#### Text excerpt ####

Boost logo

Boost Users :

From: John Maddock (john_at_[hidden])
Date: 2006-12-18 12:31:20


Detlef Meyer-Eltz wrote:
> I have a difficulty to predict, which part of a regular expression
> will match.
>
> Example:
> I have a regular expression for a general HTML tag: <[^>]*>
> combined with an expression for the body tag: <body([^>]*)>
>
> to: (<[^>]*>)|(<body([^>]*)>)
>
> This expression matches the text: <body bgcolor="white">
>
> As both alternatives can match the input with the same length, I
> expected, that the repeated fouth part of the "Leftmost Longest" Rule
> would determine, which alternatve is chosen:
>
> 4. Find the match which has matched the first sub-expression in the
> leftmost position, along with any ties. If there is only on(e)
> such match possible then return it.
>
> // note the missing 'e'
>
> As the tag-expression has no sub-expression at all, the
> body-expression should win. Its sub-expression could match, but
> doesn't. It seems to me, that the sequence of the alternatives
> determines the match.
>
> Now I guess, that I misinterpreted 4.: its not a means to predict the
> matching alternative but only to find the one that matched
> accidentally? My software constructs lexers from elementary
> expressions automatically. So it's important for me to direct and
> predict the expected matching alternative. Are there any other rules?

####

» Directives:
1. In the regular expression thread, what input text does the combined expression match?
2. Pick up the regular expression thread and continue it from the point where it stops.
Nothing in the lines after this matters here.

#### Supplied material ####

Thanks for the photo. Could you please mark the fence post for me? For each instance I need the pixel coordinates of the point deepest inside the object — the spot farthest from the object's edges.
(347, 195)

####
#### Supplied material ####

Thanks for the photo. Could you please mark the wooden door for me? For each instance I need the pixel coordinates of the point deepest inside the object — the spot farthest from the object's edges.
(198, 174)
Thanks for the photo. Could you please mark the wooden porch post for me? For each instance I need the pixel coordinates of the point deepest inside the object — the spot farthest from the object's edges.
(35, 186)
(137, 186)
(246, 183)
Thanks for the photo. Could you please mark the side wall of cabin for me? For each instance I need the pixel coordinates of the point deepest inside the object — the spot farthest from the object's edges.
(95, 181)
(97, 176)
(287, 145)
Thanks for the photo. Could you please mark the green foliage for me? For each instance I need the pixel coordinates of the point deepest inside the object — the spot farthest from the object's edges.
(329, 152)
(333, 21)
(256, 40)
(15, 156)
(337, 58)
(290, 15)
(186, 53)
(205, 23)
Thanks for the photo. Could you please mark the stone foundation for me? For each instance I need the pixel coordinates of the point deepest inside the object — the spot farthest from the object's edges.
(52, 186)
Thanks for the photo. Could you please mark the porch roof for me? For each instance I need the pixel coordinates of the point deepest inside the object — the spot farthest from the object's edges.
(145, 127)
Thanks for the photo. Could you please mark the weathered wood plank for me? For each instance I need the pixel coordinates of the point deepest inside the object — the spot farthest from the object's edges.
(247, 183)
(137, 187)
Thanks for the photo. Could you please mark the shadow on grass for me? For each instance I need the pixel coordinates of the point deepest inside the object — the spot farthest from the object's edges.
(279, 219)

####
#### Supplied material ####

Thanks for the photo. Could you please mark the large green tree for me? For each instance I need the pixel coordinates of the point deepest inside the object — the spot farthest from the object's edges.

####

» Answers to each task:
1. It matches <body bgcolor="white">.

2.
> Does the sequence of the alternatives determine the match
> unmistakably?

Which Boost.Regex version are you using, and how are you compiling the
expression?

Recent versions default to the Perl matching rules: *which do not use the
leftmost longest rule*. They match based on a "first match found" rule, so
if the first alternative leads to a match then subsequent alternatives are
never examined.

If you really want leftmost-longest semantics, then compile the expression
as a POSIX extended regex, but of course then you loose the ability to use
Perl-like regex extensions.

HTH, John.

PS, your analysis of the leftmost-longest rule looks correct however.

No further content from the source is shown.